* [TASKS TO PERFORM]
A – Update the Bob Lyon announcement, everything from "Mann Tool &" down to "turning, and more.", so that "presentation" reads "talk" throughout.
B – Continue the announcement about Bob Lyon's presentation from its last sentence.
* begin SELECTION *
Mann Tool & Supply, 802 Chris Drive, West Columbia, SC 29169


Palmetto Woodturners is excited to present our very own member Bob Lyon (https://www.robertflyon.com/).

Bob will be giving a presentation entitled "Respect the Spindle & Vessel". This presentation will explore how design can affect the vessels and spindles we make, the history of turning, and more.

About the Artist

Robert F. Lyon received a BA degree in Studio Art and from The College of New Jersey, Trenton, New Jersey. In 1977 he was awarded the MFA degree from the Tyler School of Art, Philadelphia, Pennsylvania. He joined the faculty of the School of Art at Louisiana State University in 1978 where he taught ceramics, glass and sculpture. In 1997 he was named Professor and Chair of the Department of Art at the University of South Carolina. In 2002 he rejoined the faculty where he taught sculpture. Robert Lyon has been the recipient of many awards and grants, which include a National Endowment for the Arts Visual Artists Fellowship in sculpture, a Southeastern Artists Fellowship from the Southeastern Center for Contemporary Art and a Project Grant from the Southeastern College Art Conference. Lyon has been an artist-in-residence at Artpark, Lewiston, New York, Sculpture Space, Inc. in Utica, New York, The Banff Center in Banff, Canada, and the Kohler Company in Kohler, Wisconsin, the 2009 International Turning Exchange, Philadelphia, Pennsylvania. He has been an invited participant in the Emma International Collaboration in Saskatoon, Canada, and the Echo Lake Collaboration, Newtown, Pennsylvania. In 2013 Robert was awarded an Individual Artist Fellowship in Craft from the South Carolina Arts Commission. Additionally, he has demonstrated at many venues including the AAW Symposium, Arrowmont School of Arts and Crafts, Swiss Association of Woodturning, Geneva, Switzerland and many AAW clubs in the USA.
* end SELECTION *
* begin DATASET SECTION *
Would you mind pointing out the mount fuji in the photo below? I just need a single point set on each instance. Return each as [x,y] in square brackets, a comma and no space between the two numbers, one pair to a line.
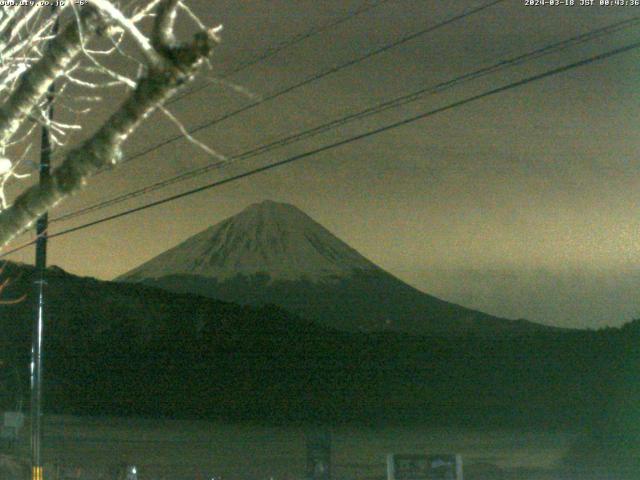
[273,253]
* end DATASET SECTION *
* [ANSWERS BY TASK]
A –
Mann Tool & Supply, 802 Chris Drive, West Columbia, SC 29169


Palmetto Woodturners is excited to present our very own member Bob Lyon (https://www.robertflyon.com/).

Bob will be giving a talk entitled "Respect the Spindle & Vessel". This talk will explore how design can affect the vessels and spindles we make, the history of turning, and more.

B –
In 2015 Robert Lyon retired from his University teaching position and is now a Distinguished Professor Emeritus from the University of South Carolina and full-time studio artist.

He is represented by Blue Spiral 1 Gallery in Asheville, North Carolina, and resides in Columbia, South Carolina.

Artist Statement

My interest in architecture, especially the buildings of Italian architect Aldo Rossi, small granaries from the Ivory Coast, and the ancient towers of Iraq along with other cylindrical forms made in clay and glass, led me to working with the lathe.

My early work with pencils originates from an interest in memory. My mother had died, and she had suffered significant memory loss during her illness. Her dementia made me confront the fragility of our brain and how easily decades of recollections and thoughts can be erased. Working in my sketchbook, and experimenting at the lathe, I began to realize that graphite and erasers would make good visual metaphors for the way our brain works. A mark made with graphite is like our memory, easily smeared or erased, never permanent.

Some of my pieces play off my observations as a beekeeper, as the pencils in cross-section have been grouped together so they take on a honeycomb pattern. In the others, I have experimented with encasing, sawing, and splitting pencils and their erasers. In these works, the pencils echo patterns such as the vertical structure of the vessels and the cellular structure of the wood, along with abstracted patterns of the interiors of the pencils themselves. Additionally, I’m an avid student of the guitar, and it has been pointed out that some of the patterns, especially those comprised of pencil parts and their erasers, resemble patterns that occur when I’m visualizing mode and arpeggio patterns that occur up and down the neck.